Entradas seleccionadas
•••
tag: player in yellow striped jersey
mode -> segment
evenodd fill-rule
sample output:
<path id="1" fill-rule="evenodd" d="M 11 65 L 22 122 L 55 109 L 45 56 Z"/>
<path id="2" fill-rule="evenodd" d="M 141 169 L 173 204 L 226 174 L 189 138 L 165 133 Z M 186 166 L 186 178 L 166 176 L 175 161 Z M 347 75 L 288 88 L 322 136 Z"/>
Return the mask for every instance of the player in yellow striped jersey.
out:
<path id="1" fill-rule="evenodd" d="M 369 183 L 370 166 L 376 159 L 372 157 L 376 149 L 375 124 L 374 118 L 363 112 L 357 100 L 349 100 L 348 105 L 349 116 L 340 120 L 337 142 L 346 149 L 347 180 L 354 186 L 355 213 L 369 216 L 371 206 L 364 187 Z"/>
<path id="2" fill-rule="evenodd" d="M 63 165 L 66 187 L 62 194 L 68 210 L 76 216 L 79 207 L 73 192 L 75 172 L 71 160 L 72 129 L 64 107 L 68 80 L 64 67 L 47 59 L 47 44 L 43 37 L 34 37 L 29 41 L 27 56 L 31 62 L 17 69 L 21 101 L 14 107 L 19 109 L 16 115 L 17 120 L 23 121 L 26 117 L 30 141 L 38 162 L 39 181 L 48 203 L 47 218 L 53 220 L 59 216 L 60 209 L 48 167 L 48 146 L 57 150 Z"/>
•••
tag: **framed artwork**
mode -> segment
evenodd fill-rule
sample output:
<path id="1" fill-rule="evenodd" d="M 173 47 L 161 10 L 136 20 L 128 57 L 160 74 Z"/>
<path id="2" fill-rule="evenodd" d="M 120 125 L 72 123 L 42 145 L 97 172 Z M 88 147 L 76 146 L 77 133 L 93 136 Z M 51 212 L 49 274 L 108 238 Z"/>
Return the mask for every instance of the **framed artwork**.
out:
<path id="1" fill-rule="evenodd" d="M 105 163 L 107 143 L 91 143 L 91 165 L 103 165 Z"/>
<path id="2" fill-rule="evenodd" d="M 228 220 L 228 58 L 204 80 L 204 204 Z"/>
•••
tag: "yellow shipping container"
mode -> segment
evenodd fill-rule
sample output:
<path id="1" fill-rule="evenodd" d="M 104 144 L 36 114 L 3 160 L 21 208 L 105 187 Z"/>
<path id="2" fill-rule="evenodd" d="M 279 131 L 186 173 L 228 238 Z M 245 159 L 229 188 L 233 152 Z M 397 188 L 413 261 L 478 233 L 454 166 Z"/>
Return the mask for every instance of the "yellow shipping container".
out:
•••
Tu objetivo
Copia al pie de la letra las líneas que van desde la que contiene "tag: player in yellow striped jersey" hasta la que contiene "369 183 L 370", ambas incluidas.

Respuesta del ejercicio
tag: player in yellow striped jersey
mode -> segment
evenodd fill-rule
sample output:
<path id="1" fill-rule="evenodd" d="M 11 65 L 22 122 L 55 109 L 45 56 Z"/>
<path id="2" fill-rule="evenodd" d="M 141 169 L 173 204 L 226 174 L 189 138 L 165 133 Z M 186 166 L 186 178 L 166 176 L 175 161 Z M 347 75 L 288 88 L 322 136 Z"/>
Return the mask for every instance of the player in yellow striped jersey.
out:
<path id="1" fill-rule="evenodd" d="M 369 183 L 370 166 L 376 159 L 372 157 L 376 149 L 375 124 L 374 118 L 363 112 L 357 100 L 349 100 L 348 105 L 349 116 L 340 120 L 337 142 L 346 149 L 347 180 L 354 186 L 355 213 L 369 216 L 371 206 L 364 187 Z"/>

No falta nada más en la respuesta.